*Set exercise*.
Rewrite the lines below from the line containing "A single marker falls on each instance of the blue" through the last line, substituting "give the location" for each occurrence of "report the position" and leaving everything else unchanged.

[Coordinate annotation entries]
** BEGIN **

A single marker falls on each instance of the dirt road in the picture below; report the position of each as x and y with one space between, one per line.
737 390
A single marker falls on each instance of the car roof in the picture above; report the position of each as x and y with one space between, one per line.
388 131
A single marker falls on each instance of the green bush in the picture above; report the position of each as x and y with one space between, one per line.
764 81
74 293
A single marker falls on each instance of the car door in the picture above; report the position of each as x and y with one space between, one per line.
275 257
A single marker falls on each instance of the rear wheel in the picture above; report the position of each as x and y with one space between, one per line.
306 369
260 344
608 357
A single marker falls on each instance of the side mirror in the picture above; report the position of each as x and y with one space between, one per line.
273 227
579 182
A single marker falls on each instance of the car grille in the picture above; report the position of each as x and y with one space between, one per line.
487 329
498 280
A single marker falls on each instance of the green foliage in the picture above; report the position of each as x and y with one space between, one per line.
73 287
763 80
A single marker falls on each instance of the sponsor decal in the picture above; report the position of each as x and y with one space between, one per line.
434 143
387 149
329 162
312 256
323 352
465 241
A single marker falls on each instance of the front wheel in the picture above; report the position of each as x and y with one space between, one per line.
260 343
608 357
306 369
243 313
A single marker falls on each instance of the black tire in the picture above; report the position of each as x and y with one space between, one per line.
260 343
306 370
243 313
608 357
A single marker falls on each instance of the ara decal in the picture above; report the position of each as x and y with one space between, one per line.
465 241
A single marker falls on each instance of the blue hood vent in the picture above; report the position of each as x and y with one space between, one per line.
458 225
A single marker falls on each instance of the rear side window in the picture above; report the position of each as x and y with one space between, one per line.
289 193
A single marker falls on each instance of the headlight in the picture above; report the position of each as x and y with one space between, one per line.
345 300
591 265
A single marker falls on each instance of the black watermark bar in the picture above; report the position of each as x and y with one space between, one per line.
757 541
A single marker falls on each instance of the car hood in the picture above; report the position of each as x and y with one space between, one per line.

** END **

*Exercise result*.
A single marker falls on each instance of the blue hood vent in the picture above; give the location of each as x and y with one space between, one per line.
458 225
A single marker falls on each instance of the rear side window in the picture above; give the location of each as x and y with one space between, one per line.
289 193
A single marker falls on each instance of the headlight in the picture above; give the location of each as x and y with one space between, one per line.
345 300
591 265
A single marker falls on each instance of the black watermark bar in the picture above; give the location of each as x and y with one space between, one per line.
757 541
A single marker falls on each instance of the car hood in the picture above; give the location of each as x and y with one space between, one per line.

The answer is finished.